• _Input material_

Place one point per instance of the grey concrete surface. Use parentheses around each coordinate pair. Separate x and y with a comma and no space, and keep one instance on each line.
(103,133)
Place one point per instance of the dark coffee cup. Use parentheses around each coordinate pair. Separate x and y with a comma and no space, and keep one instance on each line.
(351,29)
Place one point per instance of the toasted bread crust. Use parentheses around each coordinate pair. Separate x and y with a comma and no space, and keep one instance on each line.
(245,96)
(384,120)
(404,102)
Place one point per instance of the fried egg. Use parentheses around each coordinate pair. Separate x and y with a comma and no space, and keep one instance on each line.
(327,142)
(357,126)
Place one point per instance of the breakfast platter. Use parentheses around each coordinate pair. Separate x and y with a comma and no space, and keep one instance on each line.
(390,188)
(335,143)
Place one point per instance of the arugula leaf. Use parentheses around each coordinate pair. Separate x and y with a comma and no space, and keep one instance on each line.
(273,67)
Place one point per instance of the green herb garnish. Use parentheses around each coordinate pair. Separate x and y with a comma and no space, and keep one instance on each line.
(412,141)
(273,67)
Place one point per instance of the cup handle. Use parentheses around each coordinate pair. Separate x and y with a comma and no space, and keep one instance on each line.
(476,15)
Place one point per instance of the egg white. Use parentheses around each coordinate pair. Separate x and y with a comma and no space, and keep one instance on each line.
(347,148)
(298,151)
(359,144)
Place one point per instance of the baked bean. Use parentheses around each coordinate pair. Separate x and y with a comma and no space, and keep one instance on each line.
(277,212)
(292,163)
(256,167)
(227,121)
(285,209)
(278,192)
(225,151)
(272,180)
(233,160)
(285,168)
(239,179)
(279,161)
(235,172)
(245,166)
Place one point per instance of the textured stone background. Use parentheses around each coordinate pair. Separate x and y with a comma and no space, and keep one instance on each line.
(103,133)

• _Problem to work on_
Only the data above, repeated exactly, should make up the reply.

• _Solution_
Place one point per instance of the grey concrete surface. Use parentheses around each coordinate pair. Separate x and y with a comma and no space, and keep one instance on each line.
(103,133)
Place one point per instance of the dark coffee cup. Use parentheses around each coordinate pair. Separate x and y with a comma and no space, and keep one instance on each line.
(351,29)
Place one point per instance of the toasted bread crust. Use parentheses around each coordinate pair. Separate x and y with a comma and no space, and keep one instance on each line.
(245,96)
(384,120)
(404,102)
Place one point per instance of the fried egg. Use parentheses around each coordinate pair. Separate x and y with a comma and no space, and keep one instance on each line.
(327,142)
(357,126)
Place one point per instance of the breakfast platter. Use parentheses around each coordinate pair. Separate x and y with a comma and no space, and keep one instance on each line.
(390,188)
(335,143)
Place one point per instance of the arugula leaf. Use parentheses around each coordinate pair. Separate x and y with a comma and no space, and keep one instance on each line.
(273,67)
Place one point per instance of the green herb garnish. Use parentheses around each coordinate pair. Separate x and y with a comma and no space, and keep one instance on each line.
(412,141)
(273,67)
Place one point per instance of the cup handle. Use parentheses around each coordinate pair. Separate x and y with a comma and no space, and keep one instance on each line.
(476,15)
Place one point per instance of the egg white. Use parentheses around each coordinate pair. Separate x and y with a comma and no space, and keep one instance on each line.
(347,148)
(298,151)
(359,144)
Place one point per instance of the baked bean. Use parentheses around each coordinate pair. Separate x and y with a comma and no space, and keep one instance on each line.
(277,212)
(292,163)
(256,167)
(227,121)
(285,209)
(278,192)
(225,151)
(272,180)
(233,160)
(285,168)
(239,179)
(279,161)
(235,172)
(245,166)
Place one point per instance of the textured stone background. Use parentheses around each coordinate pair. Separate x and y with a comma and no space, and keep one instance on each line.
(103,133)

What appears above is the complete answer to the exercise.